## Kutipan yang Disediakan
========================
بسم
الله الرحمن الرحيم
Syarah Kitab Tauhid (19)
(SYAFAAT)
Segala puji bagi Allah Rabbul 'alamin, shalawat dan salam
semoga tercurah kepada Rasulullah, keluarganya, para sahabatnya, dan orang-orang yang
mengikutinya hingga hari kiamat, amma ba'du:
Berikut
lanjutan syarah (penjelasan) ringkas terhadap Kitab Tauhid karya
Syaikh Muhammad At Tamimi rahimahullah, yang banyak
kami rujuk kepada kitab Al Mulakhkhash Fii Syarh Kitab At Tauhid karya
Dr. Shalih bin Fauzan Al Fauzan hafizhahullah, semoga Allah menjadikan
penyusunan risalah ini ikhlas karena-Nya dan bermanfaat, Allahumma aamin.
**********
BAB:
SYAFAAT
Firman
Allah Ta’ala,
وَأَنذِرْ بِهِ الَّذِينَ
يَخَافُونَ أَن يُحْشَرُواْ إِلَى رَبِّهِمْ لَيْسَ لَهُم مِّن دُونِهِ وَلِيٌّ
وَلاَ شَفِيعٌ
“Dan
berilah peringatan dengan apa yang diwahyukan itu kepada orang-orang yang takut
akan dihimpunkan kepada Tuhannya (pada hari kiamat), sedang bagi mereka tidak
ada seorang pelindung dan pemberi syafa'at pun selain Allah, agar mereka
bertakwa.” (QS. Saba: 23)
**********
Penjelasan:
Syafaat
artinya membantu seseorang untuk memperoleh apa yang diinginkannya dari orang
lain.
Pada
bab ini, penyusun (Syaikh Muhammad bin Abdul Wahhab rahimahullah) membantah
sikap kaum musyrik yang berdoa kepada para malaikat, para nabi, dan para wali
sambil menyatakan, “Memang kami tahu, bahwa mereka adalah makhluk, akan tetapi
mereka memiliki kedudukan di sisi Allah, kami ingin mereka memberikan syafaat
kepada kami di sisi-Nya,” Beliau menerangkan, bahwa hal itu merupakan perbuatan
syirik.
Dalam
ayat di atas, Allah Ta’ala memerintahkan Nabi-Nya shallallahu ‘alaihi wa sallam
mengingatkan dengan Al Qur’an orang-orang yang takut akan dihimpunkan kepada Rabb
mereka pada hari kiamat, sedangkan mereka tidak mempunyai teman dekat yang
dapat menolong mereka serta perantara yang dapat memberikan syafaat kepada
mereka di sisi-Nya tanpa izin-Nya, dengan harapan mereka mau mempersiapkan diri
untuk menghadapi hari itu dengan melakukan amal yang dapat menyelamatkan mereka
dari azab Allah pada hari Kiamat.
========================
## Catatan Data
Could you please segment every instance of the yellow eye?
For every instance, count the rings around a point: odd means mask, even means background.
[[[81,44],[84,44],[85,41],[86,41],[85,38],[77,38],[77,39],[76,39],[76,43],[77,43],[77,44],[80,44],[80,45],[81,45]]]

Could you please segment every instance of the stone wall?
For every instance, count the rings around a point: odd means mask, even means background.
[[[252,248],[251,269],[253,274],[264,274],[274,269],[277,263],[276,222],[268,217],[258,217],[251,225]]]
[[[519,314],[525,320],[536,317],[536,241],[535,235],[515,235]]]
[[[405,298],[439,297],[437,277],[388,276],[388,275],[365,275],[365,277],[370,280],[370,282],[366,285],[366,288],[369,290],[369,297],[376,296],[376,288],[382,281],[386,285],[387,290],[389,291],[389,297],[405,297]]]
========================
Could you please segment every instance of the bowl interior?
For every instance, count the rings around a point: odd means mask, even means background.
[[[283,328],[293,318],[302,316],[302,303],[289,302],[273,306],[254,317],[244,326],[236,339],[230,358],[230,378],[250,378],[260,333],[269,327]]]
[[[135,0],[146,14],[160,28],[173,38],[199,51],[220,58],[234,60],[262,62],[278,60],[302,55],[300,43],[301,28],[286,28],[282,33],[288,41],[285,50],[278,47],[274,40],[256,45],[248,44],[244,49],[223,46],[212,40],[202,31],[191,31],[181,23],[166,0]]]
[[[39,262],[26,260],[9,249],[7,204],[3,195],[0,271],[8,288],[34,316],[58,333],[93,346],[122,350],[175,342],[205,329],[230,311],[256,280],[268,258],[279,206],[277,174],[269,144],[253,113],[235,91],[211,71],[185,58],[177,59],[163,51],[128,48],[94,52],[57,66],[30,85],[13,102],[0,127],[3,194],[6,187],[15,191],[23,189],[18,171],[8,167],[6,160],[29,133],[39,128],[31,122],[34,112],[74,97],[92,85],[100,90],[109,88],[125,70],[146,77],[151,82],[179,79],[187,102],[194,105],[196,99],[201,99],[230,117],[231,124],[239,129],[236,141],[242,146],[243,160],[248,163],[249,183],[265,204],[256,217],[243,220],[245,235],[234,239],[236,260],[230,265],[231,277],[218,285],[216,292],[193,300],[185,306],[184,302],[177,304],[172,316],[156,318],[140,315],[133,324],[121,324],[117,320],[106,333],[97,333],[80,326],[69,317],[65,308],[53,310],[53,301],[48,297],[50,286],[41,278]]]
========================
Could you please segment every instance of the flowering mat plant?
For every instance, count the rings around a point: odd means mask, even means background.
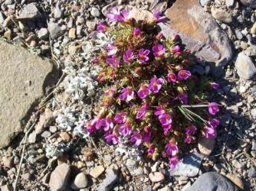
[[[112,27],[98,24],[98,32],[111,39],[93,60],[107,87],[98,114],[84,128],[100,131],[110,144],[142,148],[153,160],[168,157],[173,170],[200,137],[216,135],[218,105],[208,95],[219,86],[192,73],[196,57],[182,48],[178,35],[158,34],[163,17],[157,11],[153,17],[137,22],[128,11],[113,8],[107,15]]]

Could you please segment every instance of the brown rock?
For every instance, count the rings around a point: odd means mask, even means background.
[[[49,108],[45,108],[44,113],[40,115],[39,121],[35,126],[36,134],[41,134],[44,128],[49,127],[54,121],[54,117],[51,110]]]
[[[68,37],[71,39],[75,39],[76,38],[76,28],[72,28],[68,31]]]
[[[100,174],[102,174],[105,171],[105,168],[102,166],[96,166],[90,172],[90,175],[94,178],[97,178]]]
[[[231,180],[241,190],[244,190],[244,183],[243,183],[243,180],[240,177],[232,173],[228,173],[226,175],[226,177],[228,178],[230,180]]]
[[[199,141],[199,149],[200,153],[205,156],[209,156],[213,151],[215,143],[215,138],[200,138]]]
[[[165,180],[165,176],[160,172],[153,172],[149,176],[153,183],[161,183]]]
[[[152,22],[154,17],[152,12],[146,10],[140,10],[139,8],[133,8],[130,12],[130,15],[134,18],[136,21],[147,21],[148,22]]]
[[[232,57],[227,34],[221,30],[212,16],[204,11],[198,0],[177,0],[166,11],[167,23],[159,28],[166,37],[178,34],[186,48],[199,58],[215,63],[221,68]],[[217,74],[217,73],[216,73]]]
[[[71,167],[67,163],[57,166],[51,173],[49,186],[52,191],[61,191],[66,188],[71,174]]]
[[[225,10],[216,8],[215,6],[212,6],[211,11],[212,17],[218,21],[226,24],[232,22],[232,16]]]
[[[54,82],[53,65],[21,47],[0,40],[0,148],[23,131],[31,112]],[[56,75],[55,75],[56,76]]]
========================
## Tantangan
Lanjutkan penjelasan bab syafaat dalam syarah Kitab Tauhid, dimulai setelah kalimat terakhir yang dimuat.

## Hasil Tugas Ini
Dengan
demikian, dalam ayat di atas terdapat bantahan terhadap kaum musyrik yang
berdoa kepada para nabi dan orang-orang saleh karena hendak meminta syafaat
dari mereka.
Kesimpulan:
1.
Bantahan terhadap kaum
musyrik yang beribadah kepada para nabi dan orang-orang saleh karena hendak meminta
syafaat mereka.
2.
Disyariatkan mengingatkan
manusia dengan hari Kiamat.
3.
Peringatan akan bermanfaat
bagi orang-orang yang beriman.
**********
Firman
Allah Ta’ala,
قُل لِّلَّهِ الشَّفَاعَةُ
جَمِيعًا
Katakanlah,
"Hanya kepunyaan Allah syafaat itu semuanya." (QS. Az
Zumar: 44)
مَن ذَا الَّذِي يَشْفَعُ
عِنْدَهُ إِلاَّ بِإِذْنِهِ
“Tidak
ada yang dapat memberi syafaat di sisi Allah tanpa izin-Nya?” (QS.
Al Baqarah: 255)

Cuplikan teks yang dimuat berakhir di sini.